[Selected extract]
'''
We can use this general algorithm to find approximate solutions for many LP-type problems which satisfy some elementary properties, as described in Section 3. We emphasize that most LP-type problems fulfill these properties. We present applications of our general algorithm for the following problems. Note that the Linear SVM, Bounded LP, and Bounded SDP problems do not have the $\log\log(\Delta d)$ pass increase in the strict turnstile model.

$\blacksquare$

MEB: Given $n$ points $P\subseteq\left\{{-\Delta,-\Delta+1,\ldots,\Delta}\right\}^{d}$ , our objective is to find a minimal ball enclosing the input points. We present an algorithm to output a ball that encloses $P$ with radius at most $(1+O(\varepsilon))$ times optimal. For the MEB problem, we have $N\in\left({1/\varepsilon}\right)^{O(d)}$ .
$\blacksquare$

Linear SVM: Given $n$ labeled points $P\subseteq\left\{{-1.-1+\frac{1}{\Delta},\ldots,1}\right\}^{d}\times\left\{{% \pm 1}\right\}$ and some $\gamma>0$ for which the points are either linearly inseparable or $\gamma$ -separable, our objective is to find a separating hyperplane of $P$ with the largest margin. We present an algorithm to output either that the points are linearly inseparable, or a separating hyperplane $(\boldsymbol{u},b)$ where $\left\lVert{\boldsymbol{u}}\right\rVert^{2}$ is at most $(1+O(\varepsilon))$ times optimal. For the linear SVM problem, we have $N\in\left({1/\varepsilon\gamma}\right)^{O(d)}$ .
'''
[Entries shown]
'''
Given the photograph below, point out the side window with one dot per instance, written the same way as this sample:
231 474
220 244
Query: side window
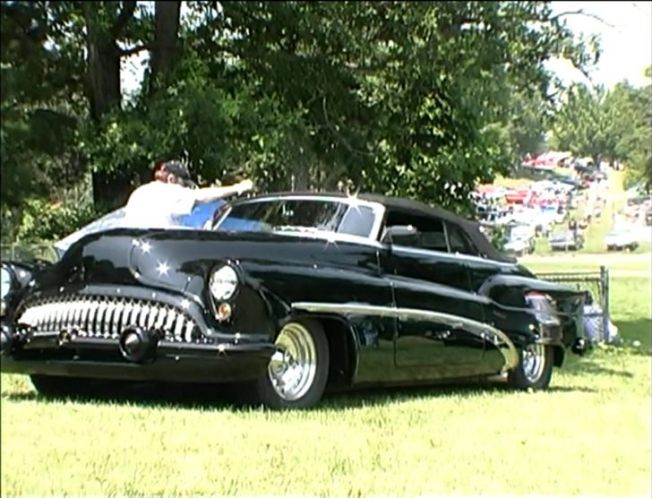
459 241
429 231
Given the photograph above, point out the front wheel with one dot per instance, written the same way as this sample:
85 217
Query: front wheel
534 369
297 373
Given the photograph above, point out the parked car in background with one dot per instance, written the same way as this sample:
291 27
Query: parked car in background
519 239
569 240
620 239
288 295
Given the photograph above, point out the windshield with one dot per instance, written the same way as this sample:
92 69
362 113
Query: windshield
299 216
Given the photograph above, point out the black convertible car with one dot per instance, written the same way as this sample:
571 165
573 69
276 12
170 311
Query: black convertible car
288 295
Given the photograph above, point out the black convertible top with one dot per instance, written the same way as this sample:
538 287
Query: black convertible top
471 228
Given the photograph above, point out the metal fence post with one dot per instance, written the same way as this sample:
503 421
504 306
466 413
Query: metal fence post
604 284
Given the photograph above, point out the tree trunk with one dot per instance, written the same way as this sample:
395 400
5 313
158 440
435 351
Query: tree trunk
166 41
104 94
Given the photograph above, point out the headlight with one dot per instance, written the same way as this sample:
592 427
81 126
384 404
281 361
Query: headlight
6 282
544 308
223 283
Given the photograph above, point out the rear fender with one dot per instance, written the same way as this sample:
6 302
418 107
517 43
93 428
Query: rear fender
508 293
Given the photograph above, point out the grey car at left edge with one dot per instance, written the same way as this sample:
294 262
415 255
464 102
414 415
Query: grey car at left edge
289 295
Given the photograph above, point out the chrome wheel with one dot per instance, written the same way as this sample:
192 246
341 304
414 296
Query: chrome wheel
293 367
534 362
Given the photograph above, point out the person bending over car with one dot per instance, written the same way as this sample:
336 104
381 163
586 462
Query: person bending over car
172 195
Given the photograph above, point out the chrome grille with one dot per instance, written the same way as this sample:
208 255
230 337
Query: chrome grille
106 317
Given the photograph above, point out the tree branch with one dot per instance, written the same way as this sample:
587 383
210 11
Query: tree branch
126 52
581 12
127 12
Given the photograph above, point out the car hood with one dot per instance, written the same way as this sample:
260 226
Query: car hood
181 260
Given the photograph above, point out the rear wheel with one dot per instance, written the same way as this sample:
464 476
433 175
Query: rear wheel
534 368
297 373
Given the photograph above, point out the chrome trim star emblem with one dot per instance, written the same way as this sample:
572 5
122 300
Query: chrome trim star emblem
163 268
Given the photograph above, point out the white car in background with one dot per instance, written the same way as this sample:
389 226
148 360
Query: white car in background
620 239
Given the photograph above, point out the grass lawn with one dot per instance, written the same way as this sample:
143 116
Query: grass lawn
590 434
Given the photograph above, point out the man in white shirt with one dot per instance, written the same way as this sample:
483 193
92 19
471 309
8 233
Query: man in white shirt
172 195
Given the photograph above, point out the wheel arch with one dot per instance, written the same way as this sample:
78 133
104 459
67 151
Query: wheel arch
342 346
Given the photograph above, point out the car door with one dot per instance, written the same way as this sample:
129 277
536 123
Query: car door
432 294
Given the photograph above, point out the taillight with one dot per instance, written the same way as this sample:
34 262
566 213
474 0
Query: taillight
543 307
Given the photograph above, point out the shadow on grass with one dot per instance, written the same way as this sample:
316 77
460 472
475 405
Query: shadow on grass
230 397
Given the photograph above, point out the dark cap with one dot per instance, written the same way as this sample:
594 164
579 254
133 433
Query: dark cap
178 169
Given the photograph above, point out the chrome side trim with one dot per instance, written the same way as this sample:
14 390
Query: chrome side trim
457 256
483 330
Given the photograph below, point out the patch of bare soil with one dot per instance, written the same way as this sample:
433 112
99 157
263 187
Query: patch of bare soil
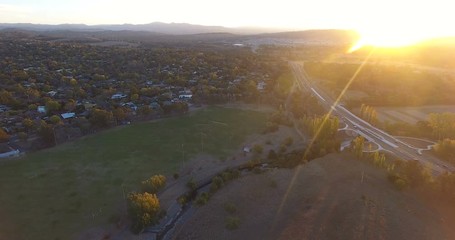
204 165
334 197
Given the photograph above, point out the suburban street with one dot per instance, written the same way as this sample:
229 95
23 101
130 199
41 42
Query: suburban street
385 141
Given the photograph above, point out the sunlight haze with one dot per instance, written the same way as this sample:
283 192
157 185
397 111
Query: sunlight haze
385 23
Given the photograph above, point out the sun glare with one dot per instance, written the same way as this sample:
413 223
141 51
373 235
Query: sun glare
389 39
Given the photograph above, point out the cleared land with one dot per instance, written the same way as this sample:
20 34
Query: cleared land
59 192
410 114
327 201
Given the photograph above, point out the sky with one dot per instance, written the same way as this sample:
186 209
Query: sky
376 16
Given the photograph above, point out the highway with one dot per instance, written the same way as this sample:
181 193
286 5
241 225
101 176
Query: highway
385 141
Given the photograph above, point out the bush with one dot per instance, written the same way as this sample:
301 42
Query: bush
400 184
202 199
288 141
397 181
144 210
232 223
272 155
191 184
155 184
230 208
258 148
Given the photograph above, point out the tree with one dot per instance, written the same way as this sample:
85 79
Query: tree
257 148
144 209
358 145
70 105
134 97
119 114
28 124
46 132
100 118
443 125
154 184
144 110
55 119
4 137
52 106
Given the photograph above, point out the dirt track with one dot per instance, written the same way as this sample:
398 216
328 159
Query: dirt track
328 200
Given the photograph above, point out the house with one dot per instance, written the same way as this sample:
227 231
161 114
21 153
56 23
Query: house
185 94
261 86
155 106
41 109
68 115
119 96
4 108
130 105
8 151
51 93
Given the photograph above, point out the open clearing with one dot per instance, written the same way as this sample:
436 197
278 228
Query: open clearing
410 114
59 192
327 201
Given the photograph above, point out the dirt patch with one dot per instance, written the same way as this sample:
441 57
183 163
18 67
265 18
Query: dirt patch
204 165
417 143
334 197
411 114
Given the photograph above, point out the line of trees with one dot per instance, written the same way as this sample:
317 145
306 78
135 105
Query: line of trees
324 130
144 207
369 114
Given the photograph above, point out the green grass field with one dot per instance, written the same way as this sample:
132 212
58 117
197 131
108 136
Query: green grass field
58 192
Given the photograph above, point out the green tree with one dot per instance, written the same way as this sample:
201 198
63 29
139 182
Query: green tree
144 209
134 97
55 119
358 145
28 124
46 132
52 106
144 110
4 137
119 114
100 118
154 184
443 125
'''
[Problem to solve] Write the next part of the passage on approximate solutions to LP-type problems, starting after its linear SVM entry.

[Result for this task]
$\blacksquare$

Bounded LP: Given an objective vector $\boldsymbol{c}\in\left\{{-1,-1+\frac{1}{\Delta},\ldots,1}\right\}^{d}$ such that $\left\lVert{\boldsymbol{c}}\right\rVert\in O(1)$ and $n$ constraints $P\subseteq\left\{{-1.-1+\frac{1}{\Delta},\ldots,1}\right\}^{d+1}$ , where for each constraint $(\boldsymbol{a}_{i},b_{i})\in P$ , $\left\lVert{\boldsymbol{a}_{i}}\right\rVert,\left|{b_{i}}\right|\in O(1)$ , our objective is to find a solution $\boldsymbol{x}$ with $\left\lVert{\boldsymbol{x}}\right\rVert\in O(1)$ that maximizes $\boldsymbol{c}^{T}\boldsymbol{x}$ while satisfying the constraints. We present an algorithm to output a solution $O(\varepsilon)$ within each constraint, and for which the objective is at most $O(\varepsilon)$ smaller than optimal. For bounded LP problems, we have $N\in\left({1/\varepsilon}\right)^{O(d)}$ .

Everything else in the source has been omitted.